## [Exercise prompt]
Write out all of the rows below again, requests included, and shift every coordinate in the answers by -67. Leave the numbers in the requests and in their format samples unchanged.

(Excerpts from point annotation data)
********

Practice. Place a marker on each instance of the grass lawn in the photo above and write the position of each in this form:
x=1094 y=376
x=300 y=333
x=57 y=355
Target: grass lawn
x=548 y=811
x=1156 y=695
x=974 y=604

********

## [Answer to this exercise]
Practice. Place a marker on each instance of the grass lawn in the photo above and write the position of each in this form:
x=1094 y=376
x=300 y=333
x=57 y=355
Target: grass lawn
x=481 y=744
x=1089 y=628
x=907 y=537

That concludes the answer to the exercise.